#### DESCRIPTION OF THE TASK
Look through the material that follows and show every line with the string "sleeping".

#### INFORMATION PROVIDED
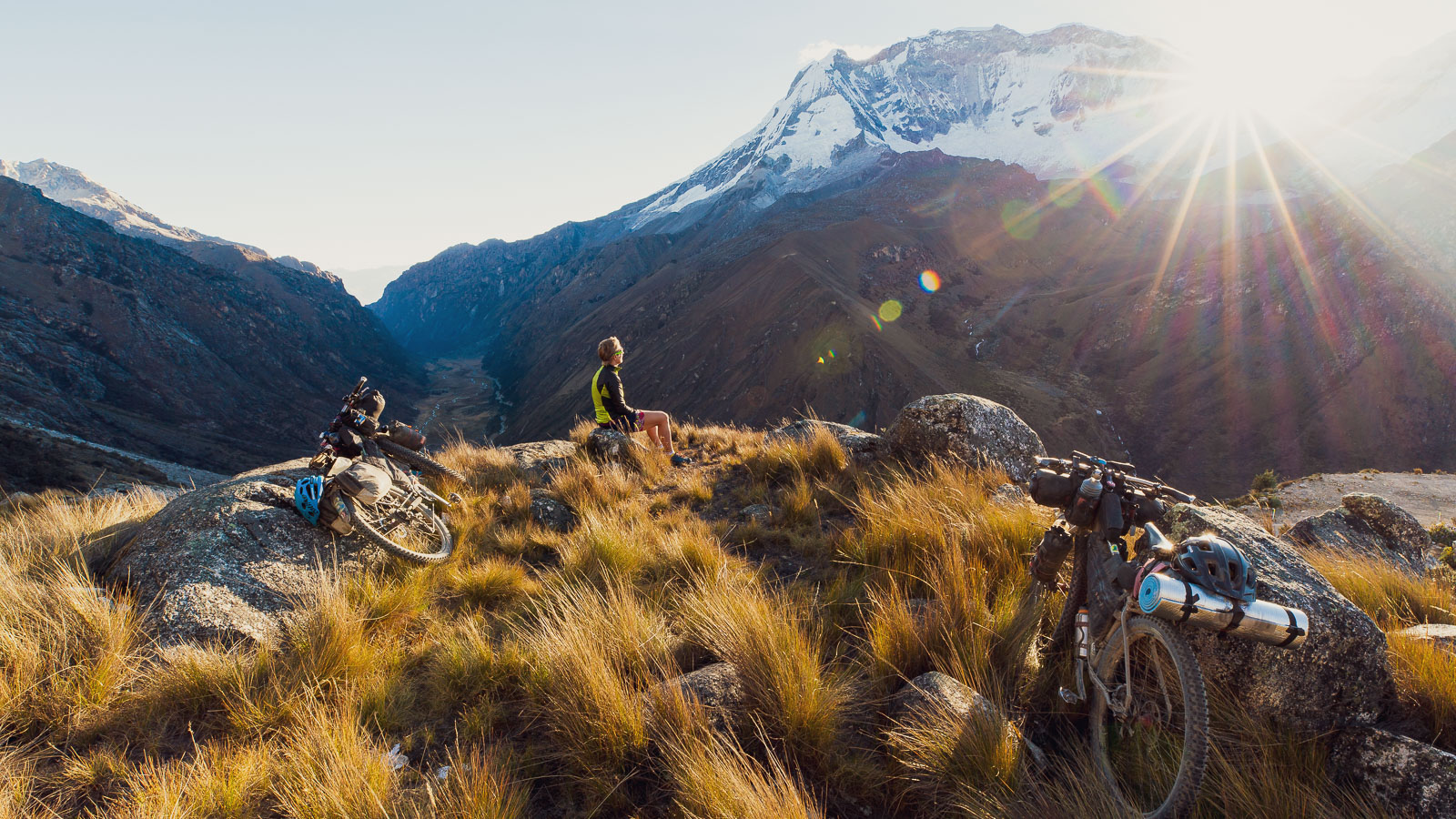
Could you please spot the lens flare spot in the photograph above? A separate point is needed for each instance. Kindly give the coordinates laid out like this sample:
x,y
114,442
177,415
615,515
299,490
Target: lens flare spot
x,y
1065,193
1021,219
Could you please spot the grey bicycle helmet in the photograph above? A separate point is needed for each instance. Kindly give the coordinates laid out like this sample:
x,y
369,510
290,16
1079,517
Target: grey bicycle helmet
x,y
1216,564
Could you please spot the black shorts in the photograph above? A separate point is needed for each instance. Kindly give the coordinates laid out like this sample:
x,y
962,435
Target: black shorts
x,y
623,423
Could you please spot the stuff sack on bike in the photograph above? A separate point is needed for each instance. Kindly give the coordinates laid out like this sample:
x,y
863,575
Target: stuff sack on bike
x,y
1053,489
407,436
364,482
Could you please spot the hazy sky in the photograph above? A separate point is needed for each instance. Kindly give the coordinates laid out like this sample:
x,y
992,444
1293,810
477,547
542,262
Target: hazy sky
x,y
361,135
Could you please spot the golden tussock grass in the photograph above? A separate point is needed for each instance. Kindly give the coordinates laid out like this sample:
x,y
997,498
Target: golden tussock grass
x,y
713,778
800,698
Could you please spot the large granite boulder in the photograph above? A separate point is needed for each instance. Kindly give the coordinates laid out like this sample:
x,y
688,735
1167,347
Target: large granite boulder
x,y
232,561
970,429
1404,775
1368,525
541,460
861,446
1339,676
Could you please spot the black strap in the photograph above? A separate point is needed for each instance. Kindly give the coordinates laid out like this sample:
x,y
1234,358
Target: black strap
x,y
1237,620
1295,632
1188,602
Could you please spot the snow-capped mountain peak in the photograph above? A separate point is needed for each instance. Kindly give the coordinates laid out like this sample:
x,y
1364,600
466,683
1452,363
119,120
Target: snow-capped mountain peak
x,y
77,191
1055,102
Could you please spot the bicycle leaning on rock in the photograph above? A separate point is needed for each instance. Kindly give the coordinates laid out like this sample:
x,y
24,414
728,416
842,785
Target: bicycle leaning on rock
x,y
1125,618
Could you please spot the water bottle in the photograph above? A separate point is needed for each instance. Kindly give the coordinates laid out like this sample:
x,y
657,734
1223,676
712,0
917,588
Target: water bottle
x,y
1084,509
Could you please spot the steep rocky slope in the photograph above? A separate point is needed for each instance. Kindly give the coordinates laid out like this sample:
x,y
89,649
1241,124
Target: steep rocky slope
x,y
1308,347
128,343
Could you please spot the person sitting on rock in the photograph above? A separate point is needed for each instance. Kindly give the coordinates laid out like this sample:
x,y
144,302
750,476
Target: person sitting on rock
x,y
612,407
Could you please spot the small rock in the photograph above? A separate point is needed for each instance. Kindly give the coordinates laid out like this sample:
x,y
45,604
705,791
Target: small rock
x,y
718,688
552,513
934,693
1404,775
541,460
759,513
970,429
1438,632
861,446
1400,530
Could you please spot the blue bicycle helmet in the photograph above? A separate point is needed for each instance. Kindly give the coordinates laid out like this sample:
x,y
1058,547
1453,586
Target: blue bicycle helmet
x,y
306,496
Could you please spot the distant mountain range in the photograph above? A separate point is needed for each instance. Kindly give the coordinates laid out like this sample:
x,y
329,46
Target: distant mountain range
x,y
220,359
1106,266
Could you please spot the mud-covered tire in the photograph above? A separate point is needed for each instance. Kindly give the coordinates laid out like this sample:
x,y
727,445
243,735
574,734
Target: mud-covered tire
x,y
1188,717
364,526
419,460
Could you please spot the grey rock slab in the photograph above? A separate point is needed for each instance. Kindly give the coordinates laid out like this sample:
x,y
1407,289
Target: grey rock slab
x,y
1404,775
1339,676
968,429
232,561
552,513
542,460
861,446
1401,531
1439,632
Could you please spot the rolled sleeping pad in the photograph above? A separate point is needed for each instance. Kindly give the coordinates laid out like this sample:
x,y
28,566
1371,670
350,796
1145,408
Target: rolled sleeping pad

#### RESPONSE AREA
Could you please spot the rolled sleeping pad in the photograph above? A separate point is needed for each instance. Kindly give the coordinates laid out like this sample:
Target: rolled sleeping pad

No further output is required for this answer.